───── LISTED ENTRIES

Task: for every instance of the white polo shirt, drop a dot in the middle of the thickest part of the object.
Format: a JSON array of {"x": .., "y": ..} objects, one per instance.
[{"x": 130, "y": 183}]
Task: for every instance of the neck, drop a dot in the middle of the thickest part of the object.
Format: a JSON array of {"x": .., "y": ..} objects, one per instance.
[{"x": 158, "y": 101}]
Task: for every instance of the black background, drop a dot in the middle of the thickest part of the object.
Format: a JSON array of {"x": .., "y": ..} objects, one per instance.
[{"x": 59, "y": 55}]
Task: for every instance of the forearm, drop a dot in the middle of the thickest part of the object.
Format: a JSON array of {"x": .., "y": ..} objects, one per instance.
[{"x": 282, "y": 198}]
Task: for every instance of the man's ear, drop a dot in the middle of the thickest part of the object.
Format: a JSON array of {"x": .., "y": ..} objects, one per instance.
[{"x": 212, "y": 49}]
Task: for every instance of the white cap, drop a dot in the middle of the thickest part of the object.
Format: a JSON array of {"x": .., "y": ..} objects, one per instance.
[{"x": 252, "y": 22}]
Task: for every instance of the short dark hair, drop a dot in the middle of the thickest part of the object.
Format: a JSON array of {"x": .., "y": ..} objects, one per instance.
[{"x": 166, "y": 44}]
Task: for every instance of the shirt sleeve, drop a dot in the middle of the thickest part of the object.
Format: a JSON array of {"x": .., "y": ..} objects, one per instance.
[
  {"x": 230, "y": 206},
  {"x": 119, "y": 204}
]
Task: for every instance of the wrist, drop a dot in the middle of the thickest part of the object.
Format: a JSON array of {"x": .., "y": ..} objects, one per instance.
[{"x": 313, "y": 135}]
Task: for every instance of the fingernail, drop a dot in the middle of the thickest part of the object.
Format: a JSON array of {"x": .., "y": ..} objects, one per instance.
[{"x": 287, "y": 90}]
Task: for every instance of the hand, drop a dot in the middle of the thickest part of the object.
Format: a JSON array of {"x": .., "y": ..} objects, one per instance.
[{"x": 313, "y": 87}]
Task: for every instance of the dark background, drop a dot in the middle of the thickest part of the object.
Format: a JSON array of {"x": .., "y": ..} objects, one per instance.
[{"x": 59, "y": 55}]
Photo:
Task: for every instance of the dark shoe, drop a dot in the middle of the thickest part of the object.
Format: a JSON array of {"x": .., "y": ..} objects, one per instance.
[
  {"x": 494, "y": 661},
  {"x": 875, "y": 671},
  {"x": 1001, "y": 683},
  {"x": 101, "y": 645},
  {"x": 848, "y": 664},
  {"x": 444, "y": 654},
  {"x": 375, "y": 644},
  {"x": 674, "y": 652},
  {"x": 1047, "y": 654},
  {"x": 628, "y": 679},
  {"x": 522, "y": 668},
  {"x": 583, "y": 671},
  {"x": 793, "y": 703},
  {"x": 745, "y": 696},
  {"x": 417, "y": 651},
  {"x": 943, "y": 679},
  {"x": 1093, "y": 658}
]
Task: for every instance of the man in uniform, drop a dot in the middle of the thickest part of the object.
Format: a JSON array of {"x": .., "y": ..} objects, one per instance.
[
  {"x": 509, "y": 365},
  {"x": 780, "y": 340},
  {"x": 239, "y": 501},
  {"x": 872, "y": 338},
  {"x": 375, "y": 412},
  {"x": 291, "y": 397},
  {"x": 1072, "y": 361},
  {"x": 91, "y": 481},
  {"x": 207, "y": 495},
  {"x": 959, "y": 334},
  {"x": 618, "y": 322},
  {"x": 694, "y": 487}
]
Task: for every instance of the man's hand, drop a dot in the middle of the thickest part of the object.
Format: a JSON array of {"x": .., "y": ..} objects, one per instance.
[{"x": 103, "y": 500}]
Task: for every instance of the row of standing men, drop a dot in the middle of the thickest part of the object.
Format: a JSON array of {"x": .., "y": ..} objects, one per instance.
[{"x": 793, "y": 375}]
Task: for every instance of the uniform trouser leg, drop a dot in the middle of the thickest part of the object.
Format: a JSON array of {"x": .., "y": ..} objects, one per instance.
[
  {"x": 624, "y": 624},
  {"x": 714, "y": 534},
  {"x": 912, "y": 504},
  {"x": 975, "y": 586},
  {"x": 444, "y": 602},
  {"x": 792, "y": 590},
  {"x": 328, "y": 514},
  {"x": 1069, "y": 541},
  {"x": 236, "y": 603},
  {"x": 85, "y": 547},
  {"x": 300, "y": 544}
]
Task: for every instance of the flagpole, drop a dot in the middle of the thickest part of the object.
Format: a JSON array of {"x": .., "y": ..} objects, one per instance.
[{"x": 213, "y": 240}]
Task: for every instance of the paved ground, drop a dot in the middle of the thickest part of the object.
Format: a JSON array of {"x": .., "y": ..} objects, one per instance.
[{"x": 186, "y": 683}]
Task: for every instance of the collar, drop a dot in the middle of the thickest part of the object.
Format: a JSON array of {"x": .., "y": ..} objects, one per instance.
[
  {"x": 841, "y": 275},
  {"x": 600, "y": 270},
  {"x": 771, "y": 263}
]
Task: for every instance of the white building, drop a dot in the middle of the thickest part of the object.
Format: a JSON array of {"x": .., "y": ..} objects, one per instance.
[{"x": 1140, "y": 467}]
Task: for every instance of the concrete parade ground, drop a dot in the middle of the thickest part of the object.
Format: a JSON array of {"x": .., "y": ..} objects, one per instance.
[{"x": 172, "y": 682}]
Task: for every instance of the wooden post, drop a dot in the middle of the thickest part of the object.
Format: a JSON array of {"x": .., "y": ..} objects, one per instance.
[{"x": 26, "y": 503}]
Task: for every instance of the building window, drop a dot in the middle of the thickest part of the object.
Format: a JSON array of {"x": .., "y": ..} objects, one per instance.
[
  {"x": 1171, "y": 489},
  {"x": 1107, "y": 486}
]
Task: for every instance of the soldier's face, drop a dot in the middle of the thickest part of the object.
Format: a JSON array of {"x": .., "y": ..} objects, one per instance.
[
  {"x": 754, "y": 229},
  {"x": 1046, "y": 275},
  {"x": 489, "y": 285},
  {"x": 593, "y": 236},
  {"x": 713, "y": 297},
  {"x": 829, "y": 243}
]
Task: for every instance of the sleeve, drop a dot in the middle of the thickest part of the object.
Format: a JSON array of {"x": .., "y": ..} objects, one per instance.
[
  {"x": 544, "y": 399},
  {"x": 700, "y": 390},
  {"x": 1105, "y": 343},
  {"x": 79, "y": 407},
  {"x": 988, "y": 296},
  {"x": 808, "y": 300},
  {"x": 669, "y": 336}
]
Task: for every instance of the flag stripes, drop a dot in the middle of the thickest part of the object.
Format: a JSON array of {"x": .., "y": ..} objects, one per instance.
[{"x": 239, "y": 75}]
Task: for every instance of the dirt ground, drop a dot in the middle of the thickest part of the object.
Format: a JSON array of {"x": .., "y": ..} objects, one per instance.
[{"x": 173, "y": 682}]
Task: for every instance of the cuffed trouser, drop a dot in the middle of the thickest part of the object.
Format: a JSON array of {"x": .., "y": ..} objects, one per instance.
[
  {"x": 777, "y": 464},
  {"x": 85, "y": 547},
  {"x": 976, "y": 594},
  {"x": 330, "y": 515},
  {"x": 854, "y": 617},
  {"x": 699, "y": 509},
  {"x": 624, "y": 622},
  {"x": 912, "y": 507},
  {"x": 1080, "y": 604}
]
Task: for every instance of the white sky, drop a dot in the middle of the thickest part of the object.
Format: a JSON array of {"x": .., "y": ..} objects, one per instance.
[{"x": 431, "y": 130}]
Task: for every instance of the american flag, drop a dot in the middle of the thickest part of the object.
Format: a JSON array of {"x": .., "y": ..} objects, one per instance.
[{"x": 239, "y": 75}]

──────────

§ **DIRECTION**
Reproduce every line of the data verbatim.

§ **ANSWER TO THIS PROBLEM**
Task: for every instance of the white polo shirt, drop a dot in the middle of the thickest part of the object.
Format: a JSON array of {"x": .., "y": ..} objects, one per instance.
[{"x": 130, "y": 183}]
Task: for every instance of the neck, drop a dot in the middle of the thickest part of the object.
Format: a JSON array of {"x": .., "y": ..} objects, one per instance.
[{"x": 158, "y": 101}]
Task: for every instance of the black background, drop a dot in the middle of the thickest part of the object.
Format: a JSON array of {"x": .., "y": ..} objects, one per instance.
[{"x": 59, "y": 55}]
Task: for every instance of the forearm, drop a dot in the middle of the thickest part of the object.
Format: a JSON array of {"x": .., "y": ..} objects, one per instance.
[{"x": 282, "y": 198}]
Task: for every instance of the man's ear, drop a dot in the middle of the thickest part of the object.
Format: a JSON array of {"x": .., "y": ..} objects, one per instance.
[{"x": 212, "y": 49}]
Task: for every instance of the white cap, drop a dot in the middle of the thickest part of the object.
Format: a JSON array of {"x": .., "y": ..} objects, one per instance.
[{"x": 252, "y": 22}]
Task: for every instance of the short dark hair, drop a dot in the middle of the thickest part of the object.
Format: a JSON array of {"x": .., "y": ..} objects, one per instance.
[{"x": 166, "y": 44}]
Task: for every instance of the shirt sleeve, drop a dot in the middle of the thickest part of the object.
Format: a JSON array of {"x": .., "y": ..} objects, one per instance.
[
  {"x": 230, "y": 206},
  {"x": 119, "y": 204}
]
Task: for every instance of the wrist, drop a dot in the middle of the thickest part of the object.
Format: a JSON array of {"x": .., "y": ..} objects, one per instance.
[{"x": 313, "y": 135}]
Task: for every instance of the fingernail, drop a dot in the middle of the thickest part of the object.
Format: a JSON array of {"x": .., "y": ..} objects, one per instance.
[{"x": 287, "y": 90}]
Task: for every instance of the hand, drop a dot in the middle of the thickest part of the object.
Format: a JSON array of {"x": .., "y": ..} objects, one per instance.
[{"x": 313, "y": 87}]
Task: for every instance of the dark background, drop a dot in the middle of the thickest part of the object.
Format: a JSON array of {"x": .., "y": ..} objects, one per instance.
[{"x": 59, "y": 55}]
Photo:
Task: for every instance of the dark shoe, drop a dot in the middle of the thickest part of the object.
Format: a JSON array of {"x": .., "y": ..} objects, one per instance.
[
  {"x": 494, "y": 661},
  {"x": 875, "y": 671},
  {"x": 1001, "y": 683},
  {"x": 101, "y": 645},
  {"x": 848, "y": 664},
  {"x": 444, "y": 654},
  {"x": 375, "y": 644},
  {"x": 674, "y": 652},
  {"x": 1047, "y": 654},
  {"x": 628, "y": 679},
  {"x": 522, "y": 668},
  {"x": 583, "y": 671},
  {"x": 793, "y": 703},
  {"x": 745, "y": 696},
  {"x": 417, "y": 651},
  {"x": 943, "y": 679},
  {"x": 1093, "y": 658}
]
Task: for every instance of the man in uniform, drop a dot in the middle of the thickest part of the object.
Format: a JSON array of {"x": .., "y": ..} objects, one per instance.
[
  {"x": 509, "y": 365},
  {"x": 780, "y": 340},
  {"x": 239, "y": 501},
  {"x": 872, "y": 338},
  {"x": 375, "y": 412},
  {"x": 291, "y": 397},
  {"x": 1072, "y": 361},
  {"x": 91, "y": 481},
  {"x": 207, "y": 495},
  {"x": 959, "y": 334},
  {"x": 618, "y": 322},
  {"x": 694, "y": 487}
]
Task: for every instance of the man's hand, drop a dot in the middle of the thickest part of the object.
Format: a JSON array of {"x": .., "y": ..} objects, one per instance.
[{"x": 103, "y": 500}]
Task: for every instance of the row of standing men, drop a dot in the middle of the thickest part of the object.
Format: a JSON array of {"x": .., "y": ..} objects, one per instance.
[{"x": 793, "y": 375}]
Task: for every instance of the uniform trouser leg, drop a dot in the middle of the thickest part of the object.
Format: a JSON array of {"x": .., "y": ..} objects, one per instance.
[
  {"x": 624, "y": 624},
  {"x": 714, "y": 534},
  {"x": 912, "y": 504},
  {"x": 975, "y": 586},
  {"x": 444, "y": 602},
  {"x": 792, "y": 590},
  {"x": 328, "y": 514},
  {"x": 1069, "y": 541},
  {"x": 236, "y": 603},
  {"x": 85, "y": 547},
  {"x": 300, "y": 544}
]
Task: for every instance of the flagpole, drop a dot in the middle of the thickest part of the object.
Format: a JSON array of {"x": .., "y": ..} objects, one per instance.
[{"x": 213, "y": 240}]
Task: for every instance of the paved ground, drop a dot in the middle of the thickest part of the object.
Format: a JSON array of {"x": .., "y": ..} objects, one per instance.
[{"x": 186, "y": 683}]
Task: for every instance of the collar, drop a dot in the middle of the thickest part of the object.
Format: a JSON array of {"x": .., "y": ..} objects, one per instance.
[
  {"x": 841, "y": 275},
  {"x": 600, "y": 270},
  {"x": 771, "y": 263}
]
Task: for every instance of the white building, drop a dot in the middle of the thickest part of the object.
Format: a JSON array of {"x": .., "y": ..} objects, one per instance.
[{"x": 1140, "y": 467}]
Task: for every instance of the concrete parade ground, drop a dot in the middle of the thickest part of the object.
Format: a JSON array of {"x": .., "y": ..} objects, one per instance.
[{"x": 172, "y": 682}]
Task: for every instance of the wooden post, drop a dot in the middle of the thickest part of the object.
Format: a JSON array of {"x": .., "y": ..} objects, one per instance.
[{"x": 26, "y": 503}]
Task: for every instance of the building window, drop a dot in the middle of the thickest part of the object.
Format: a JSON array of {"x": .., "y": ..} objects, one per instance.
[
  {"x": 1171, "y": 489},
  {"x": 1107, "y": 486}
]
Task: for every instance of the soldier's face, drop a dot in the middle of the thickest part of the object.
Format: a JSON array of {"x": .., "y": ..} objects, one per instance.
[
  {"x": 754, "y": 229},
  {"x": 1046, "y": 275},
  {"x": 489, "y": 285},
  {"x": 593, "y": 236},
  {"x": 713, "y": 297},
  {"x": 829, "y": 243}
]
Task: for every instance of the sleeve, drop a dot in the middle of the thickest part of the object.
Format: a JSON array of {"x": .., "y": ..} objects, one per instance.
[
  {"x": 544, "y": 399},
  {"x": 700, "y": 390},
  {"x": 1105, "y": 343},
  {"x": 79, "y": 407},
  {"x": 988, "y": 296},
  {"x": 808, "y": 300},
  {"x": 669, "y": 336}
]
Task: for every instance of the flag stripes, drop a dot in the middle of the thickest part of the object.
Format: a JSON array of {"x": .., "y": ..} objects, one per instance.
[{"x": 239, "y": 75}]
Task: for every instance of the dirt ground, drop a dot in the middle of the thickest part of the object.
Format: a JSON array of {"x": .., "y": ..} objects, one per instance.
[{"x": 173, "y": 682}]
Task: for every instance of the cuffed trouser, drop a dot in the middle of the thickest part of the object.
Format: a JSON array of {"x": .., "y": ..} objects, one per instance.
[
  {"x": 777, "y": 464},
  {"x": 85, "y": 547},
  {"x": 976, "y": 594},
  {"x": 330, "y": 515},
  {"x": 854, "y": 617},
  {"x": 699, "y": 509},
  {"x": 624, "y": 622},
  {"x": 912, "y": 507},
  {"x": 1080, "y": 604}
]
Task: for every instance of the white sky, drop a dot in the middle of the thickest part of the object.
Format: a JSON array of {"x": .., "y": ..} objects, one per instance.
[{"x": 431, "y": 130}]
Task: for every instance of the american flag, drop a dot in the middle of the thickest part of the object.
Format: a JSON array of {"x": .., "y": ..} objects, one per instance.
[{"x": 239, "y": 75}]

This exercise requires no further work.